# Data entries
↓

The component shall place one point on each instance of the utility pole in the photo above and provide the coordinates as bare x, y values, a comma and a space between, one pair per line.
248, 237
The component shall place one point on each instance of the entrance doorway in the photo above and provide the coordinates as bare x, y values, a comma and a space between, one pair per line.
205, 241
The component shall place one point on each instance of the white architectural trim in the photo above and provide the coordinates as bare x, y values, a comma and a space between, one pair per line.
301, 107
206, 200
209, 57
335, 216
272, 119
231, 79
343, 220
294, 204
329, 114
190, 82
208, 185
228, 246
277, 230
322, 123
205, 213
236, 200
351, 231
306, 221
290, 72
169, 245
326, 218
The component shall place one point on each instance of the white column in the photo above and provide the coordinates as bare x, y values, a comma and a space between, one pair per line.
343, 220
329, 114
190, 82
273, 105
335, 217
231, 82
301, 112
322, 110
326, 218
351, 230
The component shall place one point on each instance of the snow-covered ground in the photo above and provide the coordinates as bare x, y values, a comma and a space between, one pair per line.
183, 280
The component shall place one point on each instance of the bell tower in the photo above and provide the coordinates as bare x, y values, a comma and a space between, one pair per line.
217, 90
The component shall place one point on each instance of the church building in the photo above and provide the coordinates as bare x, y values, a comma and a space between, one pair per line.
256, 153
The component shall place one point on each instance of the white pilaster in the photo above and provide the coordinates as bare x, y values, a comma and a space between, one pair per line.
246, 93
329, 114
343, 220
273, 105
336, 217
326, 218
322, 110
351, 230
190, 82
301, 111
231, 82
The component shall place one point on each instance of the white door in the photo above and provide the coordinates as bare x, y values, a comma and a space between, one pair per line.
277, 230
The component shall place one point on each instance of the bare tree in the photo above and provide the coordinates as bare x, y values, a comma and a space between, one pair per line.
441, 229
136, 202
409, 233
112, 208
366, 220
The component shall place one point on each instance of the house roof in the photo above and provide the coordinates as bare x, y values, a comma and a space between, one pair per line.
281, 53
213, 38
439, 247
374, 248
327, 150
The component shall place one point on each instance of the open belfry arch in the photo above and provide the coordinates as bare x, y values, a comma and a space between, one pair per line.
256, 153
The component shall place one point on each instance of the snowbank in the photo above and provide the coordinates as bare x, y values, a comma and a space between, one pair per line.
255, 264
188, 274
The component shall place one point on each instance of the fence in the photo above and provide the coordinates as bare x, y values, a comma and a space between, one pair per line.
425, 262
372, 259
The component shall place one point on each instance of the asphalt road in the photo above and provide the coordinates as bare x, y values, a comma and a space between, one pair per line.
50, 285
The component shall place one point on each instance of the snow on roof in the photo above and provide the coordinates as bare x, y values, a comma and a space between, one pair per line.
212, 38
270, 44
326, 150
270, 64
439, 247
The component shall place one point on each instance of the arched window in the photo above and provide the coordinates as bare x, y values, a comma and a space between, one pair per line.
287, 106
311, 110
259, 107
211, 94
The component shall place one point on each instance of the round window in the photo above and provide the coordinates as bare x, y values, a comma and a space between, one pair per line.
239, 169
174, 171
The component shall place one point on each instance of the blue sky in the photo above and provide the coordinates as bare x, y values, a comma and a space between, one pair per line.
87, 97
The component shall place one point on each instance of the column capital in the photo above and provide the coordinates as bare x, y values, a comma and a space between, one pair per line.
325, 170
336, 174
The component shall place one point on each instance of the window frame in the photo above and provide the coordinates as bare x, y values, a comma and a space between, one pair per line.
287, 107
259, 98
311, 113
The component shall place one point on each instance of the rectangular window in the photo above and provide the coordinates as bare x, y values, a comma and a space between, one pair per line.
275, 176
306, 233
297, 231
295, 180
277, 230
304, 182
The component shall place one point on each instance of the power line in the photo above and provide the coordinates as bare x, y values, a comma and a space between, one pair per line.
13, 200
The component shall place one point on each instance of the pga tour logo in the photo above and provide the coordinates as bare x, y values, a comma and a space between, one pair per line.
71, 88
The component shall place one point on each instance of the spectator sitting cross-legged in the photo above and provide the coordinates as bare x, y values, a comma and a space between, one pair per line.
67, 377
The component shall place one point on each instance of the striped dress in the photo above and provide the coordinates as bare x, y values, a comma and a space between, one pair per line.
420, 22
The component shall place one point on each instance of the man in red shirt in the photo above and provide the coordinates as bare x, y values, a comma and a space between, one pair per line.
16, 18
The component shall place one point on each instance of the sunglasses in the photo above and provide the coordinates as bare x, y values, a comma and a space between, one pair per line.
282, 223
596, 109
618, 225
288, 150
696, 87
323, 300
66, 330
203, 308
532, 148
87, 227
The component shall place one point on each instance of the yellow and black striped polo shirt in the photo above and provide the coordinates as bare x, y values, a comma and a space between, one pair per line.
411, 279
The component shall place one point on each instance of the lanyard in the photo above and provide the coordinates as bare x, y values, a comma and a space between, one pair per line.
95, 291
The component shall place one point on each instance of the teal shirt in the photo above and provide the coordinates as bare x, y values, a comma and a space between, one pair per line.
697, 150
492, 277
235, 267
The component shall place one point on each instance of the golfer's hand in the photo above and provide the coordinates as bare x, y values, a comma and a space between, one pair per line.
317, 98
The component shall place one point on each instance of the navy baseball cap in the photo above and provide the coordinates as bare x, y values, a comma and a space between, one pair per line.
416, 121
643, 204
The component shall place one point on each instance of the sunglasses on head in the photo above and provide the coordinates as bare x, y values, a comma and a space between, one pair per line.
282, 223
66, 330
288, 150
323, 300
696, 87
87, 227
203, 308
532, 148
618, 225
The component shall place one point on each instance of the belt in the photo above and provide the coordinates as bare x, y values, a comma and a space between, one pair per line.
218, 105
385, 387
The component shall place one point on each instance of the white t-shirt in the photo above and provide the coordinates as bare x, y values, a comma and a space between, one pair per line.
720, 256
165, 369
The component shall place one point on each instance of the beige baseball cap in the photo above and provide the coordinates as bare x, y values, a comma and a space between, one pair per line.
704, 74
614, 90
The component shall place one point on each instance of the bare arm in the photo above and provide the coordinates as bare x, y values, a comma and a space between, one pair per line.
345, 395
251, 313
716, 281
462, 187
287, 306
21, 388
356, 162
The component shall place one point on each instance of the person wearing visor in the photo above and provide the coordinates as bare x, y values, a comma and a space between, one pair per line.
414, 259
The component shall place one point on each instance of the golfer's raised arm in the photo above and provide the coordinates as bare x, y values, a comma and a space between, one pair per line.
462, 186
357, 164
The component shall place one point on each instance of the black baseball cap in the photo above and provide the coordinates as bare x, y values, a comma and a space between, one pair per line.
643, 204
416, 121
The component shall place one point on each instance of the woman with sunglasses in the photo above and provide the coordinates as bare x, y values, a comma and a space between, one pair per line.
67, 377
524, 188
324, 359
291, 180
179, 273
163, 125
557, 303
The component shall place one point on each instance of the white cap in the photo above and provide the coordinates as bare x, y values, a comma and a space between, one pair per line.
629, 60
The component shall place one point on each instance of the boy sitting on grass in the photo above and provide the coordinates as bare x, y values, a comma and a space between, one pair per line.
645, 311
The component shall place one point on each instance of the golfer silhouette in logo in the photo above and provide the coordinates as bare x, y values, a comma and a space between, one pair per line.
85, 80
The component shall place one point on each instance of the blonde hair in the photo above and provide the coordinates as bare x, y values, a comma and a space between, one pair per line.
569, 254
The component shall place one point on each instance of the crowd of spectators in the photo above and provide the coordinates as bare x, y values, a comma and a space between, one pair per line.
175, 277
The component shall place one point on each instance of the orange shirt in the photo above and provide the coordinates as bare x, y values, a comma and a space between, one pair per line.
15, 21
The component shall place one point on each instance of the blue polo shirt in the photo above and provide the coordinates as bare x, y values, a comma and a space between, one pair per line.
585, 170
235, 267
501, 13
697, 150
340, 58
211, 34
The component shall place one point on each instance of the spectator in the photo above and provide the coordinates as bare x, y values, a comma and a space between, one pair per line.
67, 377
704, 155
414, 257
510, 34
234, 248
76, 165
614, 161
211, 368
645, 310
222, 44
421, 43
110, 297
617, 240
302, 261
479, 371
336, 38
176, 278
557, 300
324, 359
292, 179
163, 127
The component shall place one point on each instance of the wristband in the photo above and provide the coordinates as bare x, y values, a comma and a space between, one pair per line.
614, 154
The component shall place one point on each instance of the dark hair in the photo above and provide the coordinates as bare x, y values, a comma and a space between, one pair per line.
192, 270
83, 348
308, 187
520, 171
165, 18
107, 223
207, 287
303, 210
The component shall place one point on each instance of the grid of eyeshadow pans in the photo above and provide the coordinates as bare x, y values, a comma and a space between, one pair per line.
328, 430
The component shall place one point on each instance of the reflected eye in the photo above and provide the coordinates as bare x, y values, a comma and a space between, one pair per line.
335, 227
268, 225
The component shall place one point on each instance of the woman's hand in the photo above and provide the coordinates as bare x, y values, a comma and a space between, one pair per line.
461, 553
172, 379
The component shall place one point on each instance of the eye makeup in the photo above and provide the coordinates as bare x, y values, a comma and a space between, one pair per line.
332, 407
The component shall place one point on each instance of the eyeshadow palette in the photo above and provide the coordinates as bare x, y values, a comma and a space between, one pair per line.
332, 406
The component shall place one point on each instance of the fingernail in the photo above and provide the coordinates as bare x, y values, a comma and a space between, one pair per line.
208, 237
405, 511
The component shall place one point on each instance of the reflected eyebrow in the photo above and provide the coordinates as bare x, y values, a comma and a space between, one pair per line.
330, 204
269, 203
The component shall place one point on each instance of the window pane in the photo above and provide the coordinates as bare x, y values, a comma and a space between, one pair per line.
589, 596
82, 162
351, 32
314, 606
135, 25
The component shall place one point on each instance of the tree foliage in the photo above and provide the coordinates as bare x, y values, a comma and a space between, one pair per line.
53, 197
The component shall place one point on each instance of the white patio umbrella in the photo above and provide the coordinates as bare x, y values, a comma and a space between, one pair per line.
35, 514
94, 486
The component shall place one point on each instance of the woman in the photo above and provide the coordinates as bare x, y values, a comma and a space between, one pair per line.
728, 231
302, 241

↑

# PROBLEM REQUIREMENTS
Give back the line containing "the window pane" and all the lines after it through the end of the records, unchanged.

# WRITTEN SOLUTION
The component shall place one point on each instance of the window pane in the photo above and provide the coordinates as bare x, y values, a comma and a space between, one pair per line.
589, 596
82, 162
351, 32
314, 606
135, 25
The component shall place one point on each instance of the tree foliage in the photo above and provide the coordinates as bare x, y values, a comma and a space between, one pair per line.
53, 197
The component shall place one point on each instance of the white patio umbrella in the photo above and provide the coordinates as bare x, y values, a comma and a space between, one pair per line.
35, 514
94, 486
The component shall place one point on each instance of the woman in the photo above and provide the coordinates as bare x, y values, a comma and a space between, one pair per line.
728, 231
302, 241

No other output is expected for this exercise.